** Your assignment **
When you reach the line that contains "find the mineral-stained rock" in the data below, copy it and every line after it exactly, adding nothing.

** Data to process **
-- -- --

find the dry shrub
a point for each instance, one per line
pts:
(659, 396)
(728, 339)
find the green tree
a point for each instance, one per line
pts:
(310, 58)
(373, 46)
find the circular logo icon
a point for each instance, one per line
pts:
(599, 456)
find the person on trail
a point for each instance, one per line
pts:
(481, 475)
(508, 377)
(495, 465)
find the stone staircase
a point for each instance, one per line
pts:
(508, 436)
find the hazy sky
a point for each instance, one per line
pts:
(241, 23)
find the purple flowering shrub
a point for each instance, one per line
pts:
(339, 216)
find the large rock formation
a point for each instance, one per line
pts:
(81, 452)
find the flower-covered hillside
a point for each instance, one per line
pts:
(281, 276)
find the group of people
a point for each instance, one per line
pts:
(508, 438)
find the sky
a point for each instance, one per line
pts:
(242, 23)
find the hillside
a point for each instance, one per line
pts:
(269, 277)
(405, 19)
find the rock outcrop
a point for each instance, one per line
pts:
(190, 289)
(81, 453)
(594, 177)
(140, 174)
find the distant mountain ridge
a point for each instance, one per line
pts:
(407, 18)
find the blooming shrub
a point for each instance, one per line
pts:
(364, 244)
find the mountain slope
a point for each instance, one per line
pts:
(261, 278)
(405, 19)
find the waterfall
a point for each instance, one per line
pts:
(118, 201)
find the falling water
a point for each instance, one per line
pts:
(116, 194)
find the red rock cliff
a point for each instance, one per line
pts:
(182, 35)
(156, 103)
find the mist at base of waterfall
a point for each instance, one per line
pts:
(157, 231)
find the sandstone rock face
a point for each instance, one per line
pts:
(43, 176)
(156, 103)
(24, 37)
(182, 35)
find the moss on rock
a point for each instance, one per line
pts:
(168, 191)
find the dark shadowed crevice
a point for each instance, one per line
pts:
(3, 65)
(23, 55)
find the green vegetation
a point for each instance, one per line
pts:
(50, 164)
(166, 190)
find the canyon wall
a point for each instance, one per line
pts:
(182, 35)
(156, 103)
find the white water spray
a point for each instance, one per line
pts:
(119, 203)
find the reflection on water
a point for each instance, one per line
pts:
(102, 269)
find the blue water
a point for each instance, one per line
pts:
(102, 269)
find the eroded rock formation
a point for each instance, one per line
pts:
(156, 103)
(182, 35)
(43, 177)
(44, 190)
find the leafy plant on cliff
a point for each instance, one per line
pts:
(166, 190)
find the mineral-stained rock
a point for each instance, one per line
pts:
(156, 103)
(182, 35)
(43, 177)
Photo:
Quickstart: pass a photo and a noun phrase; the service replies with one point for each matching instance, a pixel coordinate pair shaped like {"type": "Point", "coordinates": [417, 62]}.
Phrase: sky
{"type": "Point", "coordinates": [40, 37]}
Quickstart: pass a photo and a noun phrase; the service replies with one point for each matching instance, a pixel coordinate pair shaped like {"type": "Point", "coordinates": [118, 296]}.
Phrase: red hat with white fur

-- -- --

** Response **
find the mineral-stained rock
a point for each instance, one per line
pts:
(156, 103)
(182, 35)
(43, 177)
Photo:
Quickstart: pass a photo and a noun phrase; the service replies with one point for each matching instance, a pixel coordinate pair shaped like {"type": "Point", "coordinates": [417, 62]}.
Phrase: sky
{"type": "Point", "coordinates": [40, 37]}
Quickstart: pass a photo and a noun phrase; the service replies with one point for each matching instance, a pixel coordinate pair shaped like {"type": "Point", "coordinates": [118, 296]}.
Phrase: red hat with white fur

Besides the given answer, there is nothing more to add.